Data rows -

>> Start

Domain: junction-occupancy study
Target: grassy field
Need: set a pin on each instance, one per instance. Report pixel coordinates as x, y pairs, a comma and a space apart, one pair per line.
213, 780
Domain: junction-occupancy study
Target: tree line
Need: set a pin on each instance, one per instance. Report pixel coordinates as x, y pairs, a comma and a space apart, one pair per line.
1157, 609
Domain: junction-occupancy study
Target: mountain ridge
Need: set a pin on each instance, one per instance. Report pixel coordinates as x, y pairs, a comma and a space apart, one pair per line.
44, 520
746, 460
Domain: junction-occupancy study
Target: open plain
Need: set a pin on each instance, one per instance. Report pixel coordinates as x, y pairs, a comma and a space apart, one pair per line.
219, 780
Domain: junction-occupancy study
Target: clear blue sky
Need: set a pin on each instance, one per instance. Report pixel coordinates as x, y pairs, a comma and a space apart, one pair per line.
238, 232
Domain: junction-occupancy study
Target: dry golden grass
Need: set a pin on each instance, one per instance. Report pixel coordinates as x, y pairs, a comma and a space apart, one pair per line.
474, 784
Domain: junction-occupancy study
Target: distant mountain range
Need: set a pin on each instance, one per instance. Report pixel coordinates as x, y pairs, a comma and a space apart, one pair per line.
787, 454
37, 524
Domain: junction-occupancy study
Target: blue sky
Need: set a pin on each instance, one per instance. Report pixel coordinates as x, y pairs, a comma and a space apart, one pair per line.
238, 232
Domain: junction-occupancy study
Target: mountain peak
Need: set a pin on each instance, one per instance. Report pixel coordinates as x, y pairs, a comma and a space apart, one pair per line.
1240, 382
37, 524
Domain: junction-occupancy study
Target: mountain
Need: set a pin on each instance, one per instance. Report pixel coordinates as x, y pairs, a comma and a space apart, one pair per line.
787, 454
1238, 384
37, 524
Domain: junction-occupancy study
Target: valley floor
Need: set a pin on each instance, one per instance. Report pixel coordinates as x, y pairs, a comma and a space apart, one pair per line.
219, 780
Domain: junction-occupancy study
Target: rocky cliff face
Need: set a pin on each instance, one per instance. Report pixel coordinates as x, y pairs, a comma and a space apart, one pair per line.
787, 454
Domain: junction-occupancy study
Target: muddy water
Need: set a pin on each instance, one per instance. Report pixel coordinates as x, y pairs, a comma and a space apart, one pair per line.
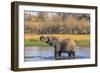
47, 53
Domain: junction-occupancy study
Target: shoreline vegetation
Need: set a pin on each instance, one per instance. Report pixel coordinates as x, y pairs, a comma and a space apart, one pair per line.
33, 39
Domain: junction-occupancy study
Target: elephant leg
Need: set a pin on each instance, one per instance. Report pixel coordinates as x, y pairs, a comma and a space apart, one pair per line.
57, 55
69, 54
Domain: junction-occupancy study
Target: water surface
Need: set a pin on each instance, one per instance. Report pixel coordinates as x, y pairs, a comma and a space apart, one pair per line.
47, 53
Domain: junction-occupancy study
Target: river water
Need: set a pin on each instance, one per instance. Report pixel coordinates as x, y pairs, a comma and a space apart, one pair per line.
47, 53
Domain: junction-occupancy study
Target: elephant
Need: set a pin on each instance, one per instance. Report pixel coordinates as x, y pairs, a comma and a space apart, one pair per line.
61, 45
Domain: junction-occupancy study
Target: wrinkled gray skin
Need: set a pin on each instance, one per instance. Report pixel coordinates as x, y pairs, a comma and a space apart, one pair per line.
61, 45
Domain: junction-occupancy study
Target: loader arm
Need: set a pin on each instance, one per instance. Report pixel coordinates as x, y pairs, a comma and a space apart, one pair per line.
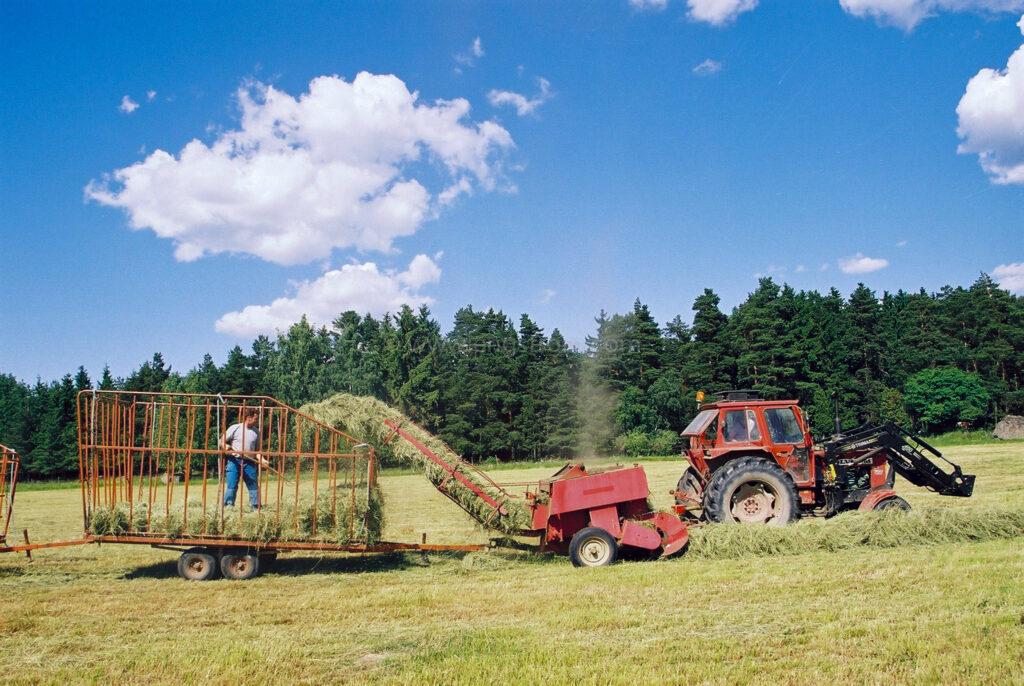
908, 455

>> End

Written task -
Extract each line above that contains the string "water", and reproduce those lines in full in their original order.

In response -
Target: muddy water
Target: water surface
Target: river water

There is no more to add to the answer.